*** PROVIDED PASSAGE Section Begins ***
For anyone looking to boost the coronavirus-addled economy, or to create sustainable, multigenerational improvements in America’s roads, bridges, transit, water supply, flood management and power grid, pandemic induced stimulus funding is a rare opportunity. But there’s a catch. Like all good ideas, the value of infrastructure spending lies in its execution. Spending alone is not enough. America made that mistake during the last economic crisis; it can’t afford to repeat it.
In 2009, the United States spent about $140 billion on infrastructure as part of its fiscal rescue efforts. Politicians and pundits talked of a new New Deal, invoking the sprawling building programs under Franklin D. Roosevelt. The largest infrastructure line item was $28 billion for highways and bridges. At first glance, that makes sense: For many the first thing that comes to mind when you think“infrastructure” is roads.
And it’s true that good roads were historically critical fuel for the nation’s economic engine. Even today, Senate Republicans are promoting their own version of an infrastructure plan, focused on reauthorizing the Highway Trust Fund. But the emphasis on road development is outdated.
Most developed countries already have effective road systems; they can be maintained, but the economic benefits of expansion are marginal and the downsides significant. Road construction is environmentally destructive, and it promotes urban sprawl, congestion, air pollution and
inequality.
The same 2009 stimulus bill included $8 billion for rail, with an emphasis on high-speed trains. But 11 years later there is still no high-speed rail in the United States, in part because $8 billion is a drop in the bucket — enough to cover a few miles of subway in New York or Los Angeles.While the 2009 package created some jobs, it fell far short of its New Deal predecessor — and, more important, it came nowhere near meeting the infrastructure needs of 21st-century America.
The challenge, then and now, is how to balance the political and economic demands to create jobs immediately with the forward-looking demands for meaningful steps toward a sustainable future. America failed that challenge in 2009. Can it get it right this time?
While physical infrastructure is not directly affected by the coronavirus epidemic, we can learn a lot from the way we recover from natural disasters. Above all, recovery comes in phases.
*** PROVIDED PASSAGE Section Ends ***
*** DATA LISTING Section Begins ***
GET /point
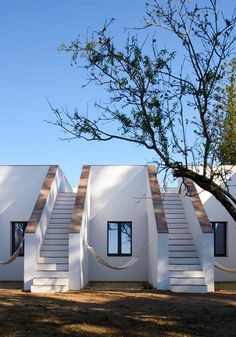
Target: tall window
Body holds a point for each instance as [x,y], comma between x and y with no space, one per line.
[219,238]
[18,230]
[119,238]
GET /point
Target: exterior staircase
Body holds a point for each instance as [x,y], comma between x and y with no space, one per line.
[185,270]
[52,273]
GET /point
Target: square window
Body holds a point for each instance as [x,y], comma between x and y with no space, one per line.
[119,238]
[18,230]
[219,238]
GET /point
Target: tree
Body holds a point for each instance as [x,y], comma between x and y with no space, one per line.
[173,112]
[227,103]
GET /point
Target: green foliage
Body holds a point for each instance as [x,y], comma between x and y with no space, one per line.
[174,110]
[228,105]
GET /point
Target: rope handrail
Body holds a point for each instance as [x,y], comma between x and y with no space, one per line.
[223,268]
[130,263]
[14,255]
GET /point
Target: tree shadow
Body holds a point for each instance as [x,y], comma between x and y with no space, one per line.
[116,313]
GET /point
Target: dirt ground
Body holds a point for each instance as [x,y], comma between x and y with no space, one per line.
[108,311]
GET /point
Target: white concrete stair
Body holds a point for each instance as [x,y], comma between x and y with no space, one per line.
[52,273]
[185,270]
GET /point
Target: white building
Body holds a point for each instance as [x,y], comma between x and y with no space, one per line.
[118,212]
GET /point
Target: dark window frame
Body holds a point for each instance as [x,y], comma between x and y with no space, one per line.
[120,254]
[213,223]
[13,243]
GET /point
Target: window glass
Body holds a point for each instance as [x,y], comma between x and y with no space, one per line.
[126,238]
[219,238]
[18,230]
[113,238]
[119,238]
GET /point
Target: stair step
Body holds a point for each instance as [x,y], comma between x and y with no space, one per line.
[177,225]
[173,206]
[54,247]
[170,203]
[182,236]
[181,248]
[57,230]
[61,216]
[56,242]
[49,288]
[186,273]
[187,281]
[189,288]
[177,221]
[181,267]
[183,254]
[42,281]
[54,253]
[179,231]
[50,273]
[176,216]
[42,259]
[58,225]
[52,267]
[58,220]
[61,211]
[175,211]
[53,236]
[183,242]
[184,260]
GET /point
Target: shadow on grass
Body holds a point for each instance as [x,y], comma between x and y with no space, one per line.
[116,313]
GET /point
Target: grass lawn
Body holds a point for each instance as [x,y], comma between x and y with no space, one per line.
[125,312]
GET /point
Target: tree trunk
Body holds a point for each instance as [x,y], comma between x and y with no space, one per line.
[208,185]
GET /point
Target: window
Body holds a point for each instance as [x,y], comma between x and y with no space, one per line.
[119,238]
[219,238]
[18,230]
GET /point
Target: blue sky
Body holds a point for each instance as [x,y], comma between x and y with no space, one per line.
[32,70]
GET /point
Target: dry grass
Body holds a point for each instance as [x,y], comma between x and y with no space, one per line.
[96,312]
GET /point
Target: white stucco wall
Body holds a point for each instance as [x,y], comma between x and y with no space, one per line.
[114,197]
[216,212]
[19,189]
[33,241]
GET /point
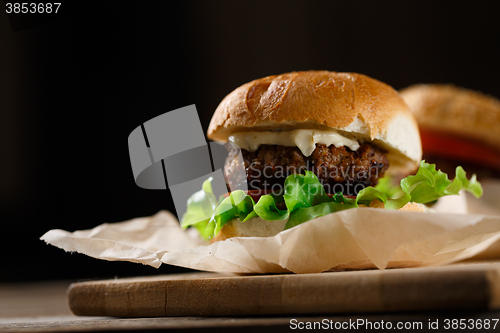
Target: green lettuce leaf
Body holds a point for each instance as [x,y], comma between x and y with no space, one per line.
[430,184]
[305,199]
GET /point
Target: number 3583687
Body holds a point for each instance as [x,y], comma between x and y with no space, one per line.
[31,7]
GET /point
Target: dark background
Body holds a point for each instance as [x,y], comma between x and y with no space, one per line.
[73,85]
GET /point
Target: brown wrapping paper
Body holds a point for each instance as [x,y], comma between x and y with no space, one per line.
[350,239]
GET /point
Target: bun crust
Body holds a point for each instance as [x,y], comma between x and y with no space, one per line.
[352,104]
[458,111]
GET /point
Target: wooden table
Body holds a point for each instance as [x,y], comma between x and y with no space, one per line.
[42,307]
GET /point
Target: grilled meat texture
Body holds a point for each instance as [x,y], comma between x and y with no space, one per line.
[339,169]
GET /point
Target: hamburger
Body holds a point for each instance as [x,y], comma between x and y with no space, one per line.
[313,143]
[458,127]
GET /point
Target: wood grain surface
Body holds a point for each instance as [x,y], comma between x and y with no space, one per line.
[460,286]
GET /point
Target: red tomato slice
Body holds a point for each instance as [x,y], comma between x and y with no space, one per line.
[447,145]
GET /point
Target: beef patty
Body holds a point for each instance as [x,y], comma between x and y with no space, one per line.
[339,169]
*** DATA LISTING Section Ends ***
== DIRECTIONS ==
[1] Please translate the sentence "Above all, recovery comes in phases." from the infrastructure passage into Spanish.
[2] Update the stretch of the infrastructure passage from "The same 2009" through "right this time?", replacing "jobs" with "employment".
[3] According to the infrastructure passage, why is the emphasis on road development outdated?

== TASK-BY-TASK SOLUTIONS ==
[1] Sobre todo, la recuperación llega por fases.

[2]
The same 2009 stimulus bill included $8 billion for rail, with an emphasis on high-speed trains. But 11 years later there is still no high-speed rail in the United States, in part because $8 billion is a drop in the bucket — enough to cover a few miles of subway in New York or Los Angeles.While the 2009 package created some employment, it fell far short of its New Deal predecessor — and, more important, it came nowhere near meeting the infrastructure needs of 21st-century America.
The challenge, then and now, is how to balance the political and economic demands to create employment immediately with the forward-looking demands for meaningful steps toward a sustainable future. America failed that challenge in 2009. Can it get it right this time?

[3] Most developed countries already have effective road systems, so expanding them brings only marginal economic benefits and significant downsides. Road construction damages the environment and promotes urban sprawl, congestion, air pollution and inequality.